STATED TASK: Copy out the lines below word for word, starting with the line containing "Given the image above, determine whether any autumn" and going on through the line containing "[[60, 3, 100, 66]]", both included.

DATA SUPPLIED:
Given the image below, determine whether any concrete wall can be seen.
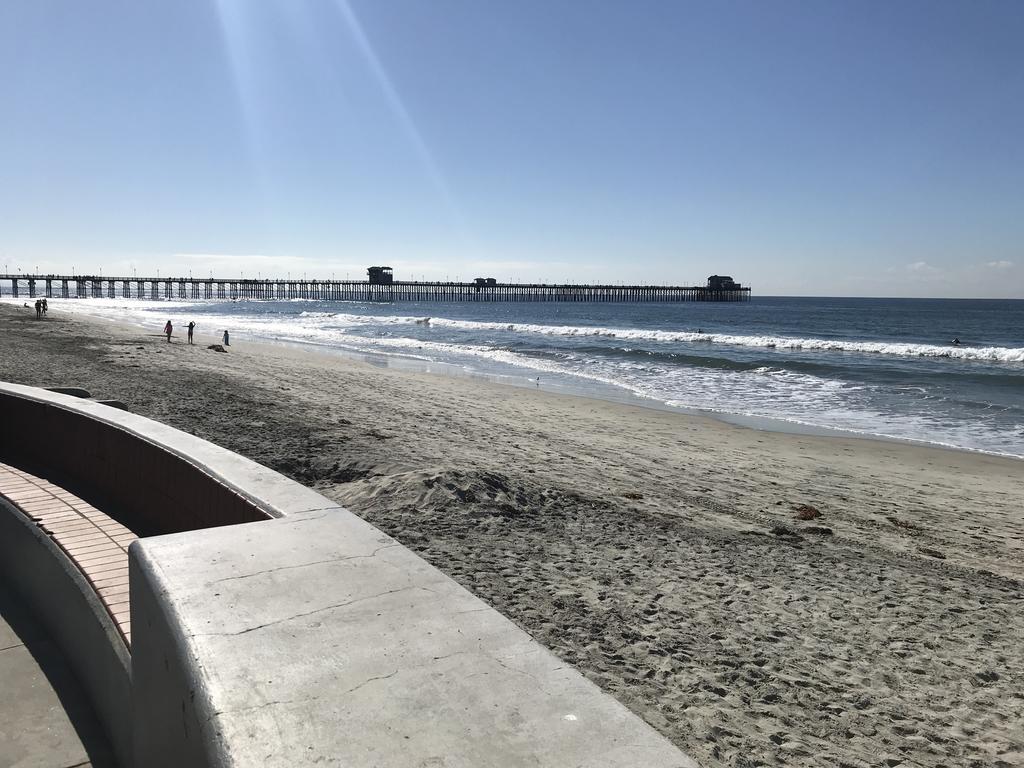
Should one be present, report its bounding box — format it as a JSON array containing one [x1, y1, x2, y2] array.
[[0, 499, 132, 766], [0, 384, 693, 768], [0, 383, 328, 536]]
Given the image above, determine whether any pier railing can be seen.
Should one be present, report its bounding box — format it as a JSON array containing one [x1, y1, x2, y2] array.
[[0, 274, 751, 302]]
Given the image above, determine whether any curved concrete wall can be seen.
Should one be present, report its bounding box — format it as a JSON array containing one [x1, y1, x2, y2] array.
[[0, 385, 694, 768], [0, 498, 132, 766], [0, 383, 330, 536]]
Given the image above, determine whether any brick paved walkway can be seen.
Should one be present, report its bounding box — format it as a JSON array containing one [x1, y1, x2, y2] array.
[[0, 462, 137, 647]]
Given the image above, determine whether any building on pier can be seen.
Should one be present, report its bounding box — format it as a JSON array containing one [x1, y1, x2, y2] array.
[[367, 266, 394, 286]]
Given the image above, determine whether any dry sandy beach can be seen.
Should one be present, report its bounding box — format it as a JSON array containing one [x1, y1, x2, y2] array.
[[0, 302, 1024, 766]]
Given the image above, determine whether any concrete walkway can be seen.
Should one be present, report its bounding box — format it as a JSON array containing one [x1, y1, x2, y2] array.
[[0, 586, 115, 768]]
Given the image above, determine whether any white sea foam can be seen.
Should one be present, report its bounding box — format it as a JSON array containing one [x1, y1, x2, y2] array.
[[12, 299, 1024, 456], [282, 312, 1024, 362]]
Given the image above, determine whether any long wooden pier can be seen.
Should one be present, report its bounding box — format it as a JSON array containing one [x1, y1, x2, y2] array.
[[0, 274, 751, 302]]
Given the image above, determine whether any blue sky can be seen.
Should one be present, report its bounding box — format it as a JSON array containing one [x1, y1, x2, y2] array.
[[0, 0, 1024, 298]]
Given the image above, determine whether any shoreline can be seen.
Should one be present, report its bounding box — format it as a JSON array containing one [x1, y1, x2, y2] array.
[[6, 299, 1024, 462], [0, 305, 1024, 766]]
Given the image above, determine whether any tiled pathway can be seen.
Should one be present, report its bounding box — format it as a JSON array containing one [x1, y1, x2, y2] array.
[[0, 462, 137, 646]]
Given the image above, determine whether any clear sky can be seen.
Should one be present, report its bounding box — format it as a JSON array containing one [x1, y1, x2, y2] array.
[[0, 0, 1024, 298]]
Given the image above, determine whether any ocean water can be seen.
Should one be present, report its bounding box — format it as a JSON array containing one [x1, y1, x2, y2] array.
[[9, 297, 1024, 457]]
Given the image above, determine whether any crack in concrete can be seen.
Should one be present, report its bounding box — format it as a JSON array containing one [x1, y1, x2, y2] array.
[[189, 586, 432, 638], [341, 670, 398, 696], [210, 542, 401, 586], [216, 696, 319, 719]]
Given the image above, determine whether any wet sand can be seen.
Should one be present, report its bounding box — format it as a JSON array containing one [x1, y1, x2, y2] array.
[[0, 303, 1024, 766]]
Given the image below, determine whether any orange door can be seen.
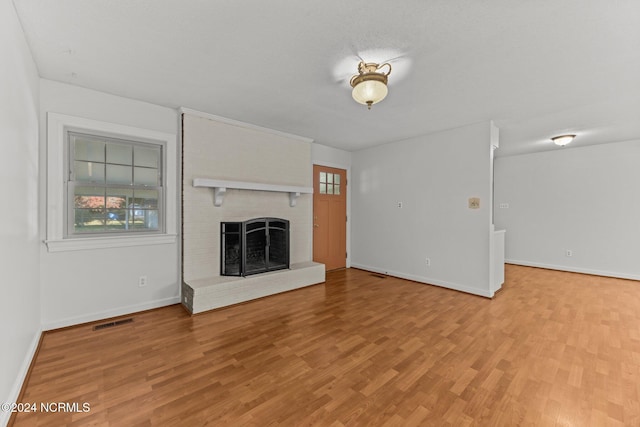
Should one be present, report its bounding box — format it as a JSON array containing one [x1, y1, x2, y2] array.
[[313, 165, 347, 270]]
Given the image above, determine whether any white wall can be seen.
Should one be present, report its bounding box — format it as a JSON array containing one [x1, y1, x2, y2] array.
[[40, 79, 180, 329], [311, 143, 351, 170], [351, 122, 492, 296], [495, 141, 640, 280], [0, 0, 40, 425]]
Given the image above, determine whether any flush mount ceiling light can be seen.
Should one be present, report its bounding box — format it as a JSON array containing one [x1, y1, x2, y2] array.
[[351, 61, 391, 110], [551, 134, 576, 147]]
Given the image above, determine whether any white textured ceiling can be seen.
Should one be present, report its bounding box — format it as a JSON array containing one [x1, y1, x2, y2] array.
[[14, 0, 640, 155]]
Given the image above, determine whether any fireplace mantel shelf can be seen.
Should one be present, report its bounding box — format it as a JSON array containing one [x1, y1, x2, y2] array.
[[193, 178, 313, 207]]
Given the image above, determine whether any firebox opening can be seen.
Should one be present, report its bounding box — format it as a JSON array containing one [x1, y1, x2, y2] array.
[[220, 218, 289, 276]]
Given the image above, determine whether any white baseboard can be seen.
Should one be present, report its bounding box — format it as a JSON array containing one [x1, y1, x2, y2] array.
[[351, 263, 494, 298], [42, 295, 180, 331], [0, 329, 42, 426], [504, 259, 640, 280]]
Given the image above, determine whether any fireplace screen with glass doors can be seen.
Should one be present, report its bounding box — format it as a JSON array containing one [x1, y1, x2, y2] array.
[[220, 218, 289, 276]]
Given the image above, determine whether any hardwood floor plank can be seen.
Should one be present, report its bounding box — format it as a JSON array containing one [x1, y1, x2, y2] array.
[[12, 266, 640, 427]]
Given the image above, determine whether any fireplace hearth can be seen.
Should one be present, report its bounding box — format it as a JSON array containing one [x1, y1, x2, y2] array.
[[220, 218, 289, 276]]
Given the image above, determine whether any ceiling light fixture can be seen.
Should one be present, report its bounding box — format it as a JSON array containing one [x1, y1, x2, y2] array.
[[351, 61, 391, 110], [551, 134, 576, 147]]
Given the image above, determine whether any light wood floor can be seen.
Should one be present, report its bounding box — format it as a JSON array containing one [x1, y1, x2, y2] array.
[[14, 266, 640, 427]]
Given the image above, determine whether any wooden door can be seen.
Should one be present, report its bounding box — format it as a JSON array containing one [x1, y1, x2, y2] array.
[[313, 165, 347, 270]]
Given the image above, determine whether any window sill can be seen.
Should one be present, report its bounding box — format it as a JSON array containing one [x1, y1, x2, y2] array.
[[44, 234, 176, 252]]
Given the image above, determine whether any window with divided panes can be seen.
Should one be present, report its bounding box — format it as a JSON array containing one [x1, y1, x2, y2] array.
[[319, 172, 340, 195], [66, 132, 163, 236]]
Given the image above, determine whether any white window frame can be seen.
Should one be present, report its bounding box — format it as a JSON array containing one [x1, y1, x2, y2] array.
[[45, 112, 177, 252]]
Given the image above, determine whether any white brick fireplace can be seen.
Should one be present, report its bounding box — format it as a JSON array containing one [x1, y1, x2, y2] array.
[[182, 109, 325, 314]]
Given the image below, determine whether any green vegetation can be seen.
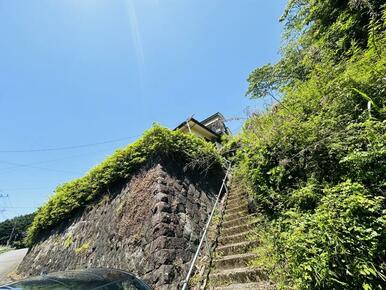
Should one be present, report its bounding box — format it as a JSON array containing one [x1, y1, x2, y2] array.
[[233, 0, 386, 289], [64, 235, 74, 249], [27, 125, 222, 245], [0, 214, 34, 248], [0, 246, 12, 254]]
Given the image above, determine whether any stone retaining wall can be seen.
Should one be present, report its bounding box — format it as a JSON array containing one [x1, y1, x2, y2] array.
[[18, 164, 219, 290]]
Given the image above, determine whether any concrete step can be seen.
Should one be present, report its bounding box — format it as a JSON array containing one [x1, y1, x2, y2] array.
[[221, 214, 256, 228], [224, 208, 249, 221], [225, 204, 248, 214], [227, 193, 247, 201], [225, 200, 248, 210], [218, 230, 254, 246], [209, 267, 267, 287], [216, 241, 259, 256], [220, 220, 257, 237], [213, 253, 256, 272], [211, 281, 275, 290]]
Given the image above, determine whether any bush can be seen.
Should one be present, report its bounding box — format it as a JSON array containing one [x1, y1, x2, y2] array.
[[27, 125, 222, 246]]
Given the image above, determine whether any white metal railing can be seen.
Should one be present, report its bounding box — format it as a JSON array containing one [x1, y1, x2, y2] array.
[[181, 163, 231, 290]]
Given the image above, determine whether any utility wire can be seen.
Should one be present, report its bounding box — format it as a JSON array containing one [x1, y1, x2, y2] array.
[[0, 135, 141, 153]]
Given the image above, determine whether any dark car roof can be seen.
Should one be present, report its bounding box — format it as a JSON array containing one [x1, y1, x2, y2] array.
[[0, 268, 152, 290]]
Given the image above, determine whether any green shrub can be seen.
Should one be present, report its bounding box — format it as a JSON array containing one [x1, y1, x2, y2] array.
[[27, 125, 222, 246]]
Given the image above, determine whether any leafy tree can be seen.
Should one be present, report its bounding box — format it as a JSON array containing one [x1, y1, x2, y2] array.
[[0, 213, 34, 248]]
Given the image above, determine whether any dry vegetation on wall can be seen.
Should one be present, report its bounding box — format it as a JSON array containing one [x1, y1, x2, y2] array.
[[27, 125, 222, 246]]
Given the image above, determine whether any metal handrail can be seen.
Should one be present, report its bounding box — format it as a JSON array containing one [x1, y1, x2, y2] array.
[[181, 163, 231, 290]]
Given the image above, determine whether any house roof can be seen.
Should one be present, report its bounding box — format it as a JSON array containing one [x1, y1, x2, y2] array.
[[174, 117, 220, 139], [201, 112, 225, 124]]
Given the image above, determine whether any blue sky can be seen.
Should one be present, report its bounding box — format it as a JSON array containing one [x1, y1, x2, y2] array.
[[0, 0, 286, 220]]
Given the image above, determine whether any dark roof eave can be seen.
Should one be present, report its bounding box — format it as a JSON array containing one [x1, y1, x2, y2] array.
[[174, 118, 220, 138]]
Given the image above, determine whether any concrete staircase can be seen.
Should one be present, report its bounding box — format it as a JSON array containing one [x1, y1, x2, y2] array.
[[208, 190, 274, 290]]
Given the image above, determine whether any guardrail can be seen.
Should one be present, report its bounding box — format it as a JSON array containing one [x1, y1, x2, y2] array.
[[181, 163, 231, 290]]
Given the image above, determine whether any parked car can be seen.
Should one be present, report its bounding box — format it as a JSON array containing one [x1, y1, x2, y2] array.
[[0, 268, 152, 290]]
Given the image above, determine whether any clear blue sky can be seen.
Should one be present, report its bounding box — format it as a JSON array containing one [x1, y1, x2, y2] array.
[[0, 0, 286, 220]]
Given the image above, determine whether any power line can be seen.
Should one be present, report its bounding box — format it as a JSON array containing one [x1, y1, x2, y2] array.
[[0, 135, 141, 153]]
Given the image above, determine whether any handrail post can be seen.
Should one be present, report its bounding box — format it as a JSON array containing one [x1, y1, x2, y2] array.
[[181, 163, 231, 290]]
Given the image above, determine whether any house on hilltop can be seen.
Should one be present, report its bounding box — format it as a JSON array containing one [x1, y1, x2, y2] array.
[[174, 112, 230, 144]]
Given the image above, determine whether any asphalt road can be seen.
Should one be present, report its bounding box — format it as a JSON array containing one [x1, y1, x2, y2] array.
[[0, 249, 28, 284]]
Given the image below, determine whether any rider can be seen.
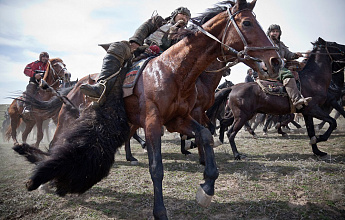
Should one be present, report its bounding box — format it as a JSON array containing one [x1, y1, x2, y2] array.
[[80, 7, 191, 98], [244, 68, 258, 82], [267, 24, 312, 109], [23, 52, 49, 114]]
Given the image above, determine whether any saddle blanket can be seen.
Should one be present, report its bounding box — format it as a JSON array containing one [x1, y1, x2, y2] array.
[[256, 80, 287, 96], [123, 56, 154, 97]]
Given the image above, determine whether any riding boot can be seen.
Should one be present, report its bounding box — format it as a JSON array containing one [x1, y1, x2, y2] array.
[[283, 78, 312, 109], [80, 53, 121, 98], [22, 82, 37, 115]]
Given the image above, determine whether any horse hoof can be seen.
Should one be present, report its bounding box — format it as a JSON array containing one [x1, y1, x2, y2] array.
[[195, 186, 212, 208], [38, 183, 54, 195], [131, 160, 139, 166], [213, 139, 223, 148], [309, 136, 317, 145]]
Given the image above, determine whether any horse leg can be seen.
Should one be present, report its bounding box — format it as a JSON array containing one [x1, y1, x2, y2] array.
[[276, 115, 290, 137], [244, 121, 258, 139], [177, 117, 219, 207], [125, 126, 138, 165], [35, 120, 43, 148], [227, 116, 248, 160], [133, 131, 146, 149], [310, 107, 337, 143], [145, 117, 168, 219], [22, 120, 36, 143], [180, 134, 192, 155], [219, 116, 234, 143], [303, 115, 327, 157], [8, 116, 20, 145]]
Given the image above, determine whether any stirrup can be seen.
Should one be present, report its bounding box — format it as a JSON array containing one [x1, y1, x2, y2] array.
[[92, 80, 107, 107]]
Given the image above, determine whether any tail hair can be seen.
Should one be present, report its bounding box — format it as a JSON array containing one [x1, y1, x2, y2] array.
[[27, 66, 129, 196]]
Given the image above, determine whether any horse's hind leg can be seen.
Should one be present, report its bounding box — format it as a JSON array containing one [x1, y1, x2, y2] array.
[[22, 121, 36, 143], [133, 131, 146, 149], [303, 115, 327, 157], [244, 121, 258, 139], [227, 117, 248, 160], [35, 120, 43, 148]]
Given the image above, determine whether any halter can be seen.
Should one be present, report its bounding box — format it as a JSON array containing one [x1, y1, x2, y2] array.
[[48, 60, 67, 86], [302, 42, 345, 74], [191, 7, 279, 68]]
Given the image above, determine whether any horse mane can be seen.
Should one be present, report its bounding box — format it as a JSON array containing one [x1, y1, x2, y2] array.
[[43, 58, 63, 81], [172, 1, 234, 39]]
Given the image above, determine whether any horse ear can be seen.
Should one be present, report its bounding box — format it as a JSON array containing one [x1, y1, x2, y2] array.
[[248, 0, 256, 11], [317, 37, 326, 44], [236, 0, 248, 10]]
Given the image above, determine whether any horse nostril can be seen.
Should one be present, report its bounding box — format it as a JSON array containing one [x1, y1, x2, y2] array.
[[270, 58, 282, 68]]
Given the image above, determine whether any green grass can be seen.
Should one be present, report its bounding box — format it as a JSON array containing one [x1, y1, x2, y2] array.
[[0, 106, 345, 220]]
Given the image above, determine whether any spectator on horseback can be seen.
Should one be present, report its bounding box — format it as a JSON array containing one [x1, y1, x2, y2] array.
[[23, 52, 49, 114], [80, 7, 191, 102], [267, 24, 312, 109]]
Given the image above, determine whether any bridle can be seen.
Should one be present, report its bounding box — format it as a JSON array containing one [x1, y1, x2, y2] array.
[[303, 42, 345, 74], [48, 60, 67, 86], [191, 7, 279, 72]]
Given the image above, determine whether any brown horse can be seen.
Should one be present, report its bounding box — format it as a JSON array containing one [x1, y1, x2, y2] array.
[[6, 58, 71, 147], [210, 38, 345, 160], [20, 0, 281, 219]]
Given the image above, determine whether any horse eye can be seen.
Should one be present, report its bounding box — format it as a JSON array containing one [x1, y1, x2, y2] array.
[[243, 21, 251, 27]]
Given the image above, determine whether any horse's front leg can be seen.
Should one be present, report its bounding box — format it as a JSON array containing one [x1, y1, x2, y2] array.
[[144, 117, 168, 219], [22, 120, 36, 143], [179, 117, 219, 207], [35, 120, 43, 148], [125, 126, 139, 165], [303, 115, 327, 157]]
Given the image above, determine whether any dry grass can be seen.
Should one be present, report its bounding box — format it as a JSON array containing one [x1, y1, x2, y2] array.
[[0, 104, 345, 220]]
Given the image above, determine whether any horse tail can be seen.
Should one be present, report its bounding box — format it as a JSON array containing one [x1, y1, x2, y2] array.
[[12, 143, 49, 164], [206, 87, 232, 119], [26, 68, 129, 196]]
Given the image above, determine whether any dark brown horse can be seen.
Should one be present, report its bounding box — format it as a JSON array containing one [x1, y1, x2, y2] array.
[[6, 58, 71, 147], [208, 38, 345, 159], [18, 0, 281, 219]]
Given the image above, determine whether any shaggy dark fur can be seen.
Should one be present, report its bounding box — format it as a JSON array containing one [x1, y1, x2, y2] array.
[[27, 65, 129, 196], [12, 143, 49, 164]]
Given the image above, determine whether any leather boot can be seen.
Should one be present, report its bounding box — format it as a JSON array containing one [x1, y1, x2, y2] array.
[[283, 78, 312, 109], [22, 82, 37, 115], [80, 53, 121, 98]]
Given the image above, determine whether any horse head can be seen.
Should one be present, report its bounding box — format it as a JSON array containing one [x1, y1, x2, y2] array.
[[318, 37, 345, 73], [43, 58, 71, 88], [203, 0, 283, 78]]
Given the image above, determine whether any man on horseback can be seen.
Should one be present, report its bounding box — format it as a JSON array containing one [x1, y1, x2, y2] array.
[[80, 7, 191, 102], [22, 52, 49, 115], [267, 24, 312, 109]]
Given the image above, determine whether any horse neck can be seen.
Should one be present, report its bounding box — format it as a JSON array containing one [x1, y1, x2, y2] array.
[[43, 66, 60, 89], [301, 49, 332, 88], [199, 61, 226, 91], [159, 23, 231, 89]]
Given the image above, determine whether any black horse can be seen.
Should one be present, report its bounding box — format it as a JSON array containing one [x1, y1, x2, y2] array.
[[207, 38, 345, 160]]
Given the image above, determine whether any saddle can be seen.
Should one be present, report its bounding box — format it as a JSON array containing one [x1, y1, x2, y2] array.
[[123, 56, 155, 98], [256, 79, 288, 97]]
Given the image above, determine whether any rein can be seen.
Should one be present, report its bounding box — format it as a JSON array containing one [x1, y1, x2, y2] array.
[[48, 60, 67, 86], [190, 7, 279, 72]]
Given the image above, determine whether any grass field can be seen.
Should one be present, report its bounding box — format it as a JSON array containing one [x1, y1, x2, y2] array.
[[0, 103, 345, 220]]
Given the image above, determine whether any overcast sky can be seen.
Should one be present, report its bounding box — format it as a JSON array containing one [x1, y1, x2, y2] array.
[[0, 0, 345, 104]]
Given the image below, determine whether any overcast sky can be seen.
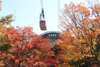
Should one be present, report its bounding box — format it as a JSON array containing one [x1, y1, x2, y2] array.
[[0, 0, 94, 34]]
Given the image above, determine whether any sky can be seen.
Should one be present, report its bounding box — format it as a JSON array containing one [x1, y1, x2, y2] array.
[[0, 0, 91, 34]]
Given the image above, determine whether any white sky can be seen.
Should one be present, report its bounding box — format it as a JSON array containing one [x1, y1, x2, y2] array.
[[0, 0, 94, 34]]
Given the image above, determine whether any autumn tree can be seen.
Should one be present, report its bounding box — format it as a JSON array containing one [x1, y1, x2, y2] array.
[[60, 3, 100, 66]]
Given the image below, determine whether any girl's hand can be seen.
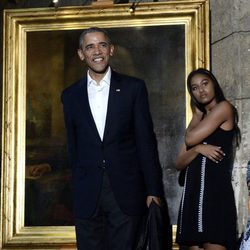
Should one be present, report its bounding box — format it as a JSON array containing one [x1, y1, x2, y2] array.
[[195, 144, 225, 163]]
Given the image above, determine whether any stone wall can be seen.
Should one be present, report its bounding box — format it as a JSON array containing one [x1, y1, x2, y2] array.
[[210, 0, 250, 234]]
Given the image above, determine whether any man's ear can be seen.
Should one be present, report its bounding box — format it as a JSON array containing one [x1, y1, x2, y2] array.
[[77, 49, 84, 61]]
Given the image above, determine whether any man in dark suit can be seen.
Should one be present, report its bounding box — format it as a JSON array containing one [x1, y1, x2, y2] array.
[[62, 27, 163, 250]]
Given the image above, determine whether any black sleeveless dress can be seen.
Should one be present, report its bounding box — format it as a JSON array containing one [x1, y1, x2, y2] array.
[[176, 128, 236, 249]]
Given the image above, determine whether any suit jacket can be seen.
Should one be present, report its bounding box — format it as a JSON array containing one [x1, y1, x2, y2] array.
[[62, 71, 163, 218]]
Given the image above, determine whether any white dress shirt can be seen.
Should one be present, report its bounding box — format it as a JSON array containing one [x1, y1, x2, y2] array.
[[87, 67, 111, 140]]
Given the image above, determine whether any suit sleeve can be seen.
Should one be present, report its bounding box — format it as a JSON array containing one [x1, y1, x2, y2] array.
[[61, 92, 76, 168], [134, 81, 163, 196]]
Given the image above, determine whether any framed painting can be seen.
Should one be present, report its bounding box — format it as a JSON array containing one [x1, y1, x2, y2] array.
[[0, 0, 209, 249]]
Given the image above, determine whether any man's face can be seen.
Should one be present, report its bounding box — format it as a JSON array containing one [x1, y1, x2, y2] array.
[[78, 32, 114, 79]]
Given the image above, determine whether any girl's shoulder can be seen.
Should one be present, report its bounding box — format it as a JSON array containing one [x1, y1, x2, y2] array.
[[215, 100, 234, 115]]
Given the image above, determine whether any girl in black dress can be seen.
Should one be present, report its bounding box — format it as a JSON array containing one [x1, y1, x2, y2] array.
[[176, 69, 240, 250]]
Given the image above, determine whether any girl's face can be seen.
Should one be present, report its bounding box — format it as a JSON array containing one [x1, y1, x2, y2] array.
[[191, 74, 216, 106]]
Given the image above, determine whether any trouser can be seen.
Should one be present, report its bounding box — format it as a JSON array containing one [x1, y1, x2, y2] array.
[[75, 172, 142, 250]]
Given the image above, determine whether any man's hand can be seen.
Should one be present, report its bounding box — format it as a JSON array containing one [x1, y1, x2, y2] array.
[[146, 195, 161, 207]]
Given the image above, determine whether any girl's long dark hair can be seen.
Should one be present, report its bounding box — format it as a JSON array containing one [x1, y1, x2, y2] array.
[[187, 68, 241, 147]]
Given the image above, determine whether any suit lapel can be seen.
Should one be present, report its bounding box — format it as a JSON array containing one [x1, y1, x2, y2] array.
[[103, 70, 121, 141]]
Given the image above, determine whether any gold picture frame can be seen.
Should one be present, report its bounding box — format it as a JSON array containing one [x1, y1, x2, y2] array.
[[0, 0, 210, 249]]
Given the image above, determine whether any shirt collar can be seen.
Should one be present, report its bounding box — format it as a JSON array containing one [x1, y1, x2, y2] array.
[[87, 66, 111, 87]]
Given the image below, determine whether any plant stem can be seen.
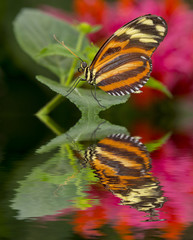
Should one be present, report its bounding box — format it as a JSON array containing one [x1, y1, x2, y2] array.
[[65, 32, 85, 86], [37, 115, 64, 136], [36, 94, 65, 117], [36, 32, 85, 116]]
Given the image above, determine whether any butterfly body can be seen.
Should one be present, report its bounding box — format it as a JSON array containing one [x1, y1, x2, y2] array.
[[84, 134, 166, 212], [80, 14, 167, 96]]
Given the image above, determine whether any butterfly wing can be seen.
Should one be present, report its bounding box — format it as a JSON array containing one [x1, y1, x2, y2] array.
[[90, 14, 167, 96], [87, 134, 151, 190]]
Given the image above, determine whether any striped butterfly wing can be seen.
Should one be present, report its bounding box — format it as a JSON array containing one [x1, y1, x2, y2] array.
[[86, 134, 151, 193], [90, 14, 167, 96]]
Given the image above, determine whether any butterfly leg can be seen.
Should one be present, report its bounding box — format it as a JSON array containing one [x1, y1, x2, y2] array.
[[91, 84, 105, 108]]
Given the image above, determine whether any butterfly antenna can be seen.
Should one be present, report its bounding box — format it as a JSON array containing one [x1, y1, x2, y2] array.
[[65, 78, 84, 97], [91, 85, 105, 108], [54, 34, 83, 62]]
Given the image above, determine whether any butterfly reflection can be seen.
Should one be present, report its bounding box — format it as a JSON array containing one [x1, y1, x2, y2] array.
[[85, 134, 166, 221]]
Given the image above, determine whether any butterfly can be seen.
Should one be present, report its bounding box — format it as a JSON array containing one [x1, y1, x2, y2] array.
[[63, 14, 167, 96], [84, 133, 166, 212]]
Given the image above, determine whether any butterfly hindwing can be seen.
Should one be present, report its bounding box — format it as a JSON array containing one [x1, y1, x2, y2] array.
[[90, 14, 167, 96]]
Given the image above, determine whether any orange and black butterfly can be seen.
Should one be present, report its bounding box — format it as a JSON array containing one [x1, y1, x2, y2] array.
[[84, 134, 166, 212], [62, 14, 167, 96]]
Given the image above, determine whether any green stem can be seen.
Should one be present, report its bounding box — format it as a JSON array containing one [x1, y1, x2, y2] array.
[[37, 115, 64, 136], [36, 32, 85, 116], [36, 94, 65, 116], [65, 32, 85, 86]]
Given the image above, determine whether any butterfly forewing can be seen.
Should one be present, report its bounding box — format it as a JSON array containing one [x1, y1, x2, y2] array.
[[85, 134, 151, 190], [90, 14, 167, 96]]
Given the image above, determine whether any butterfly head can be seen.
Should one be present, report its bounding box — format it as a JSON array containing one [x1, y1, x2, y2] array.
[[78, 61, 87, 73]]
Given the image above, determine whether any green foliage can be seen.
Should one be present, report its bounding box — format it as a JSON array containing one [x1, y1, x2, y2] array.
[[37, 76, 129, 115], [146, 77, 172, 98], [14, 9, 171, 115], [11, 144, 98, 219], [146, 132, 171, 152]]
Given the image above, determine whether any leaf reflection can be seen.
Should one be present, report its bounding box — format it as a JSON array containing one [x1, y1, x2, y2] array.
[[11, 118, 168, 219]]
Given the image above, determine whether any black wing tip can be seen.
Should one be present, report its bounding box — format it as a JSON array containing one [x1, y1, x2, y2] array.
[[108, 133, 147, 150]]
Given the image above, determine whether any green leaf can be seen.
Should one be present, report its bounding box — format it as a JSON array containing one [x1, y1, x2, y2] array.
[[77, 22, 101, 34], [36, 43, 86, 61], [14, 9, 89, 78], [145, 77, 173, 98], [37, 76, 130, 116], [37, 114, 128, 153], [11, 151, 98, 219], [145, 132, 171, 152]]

FULL SOLUTION:
Given the image above, determine whether any autumn tree can be seen.
Should one be present, report its bounding box — format it as a JSON array containing one [x1, y1, x2, y2] array.
[[60, 3, 100, 66]]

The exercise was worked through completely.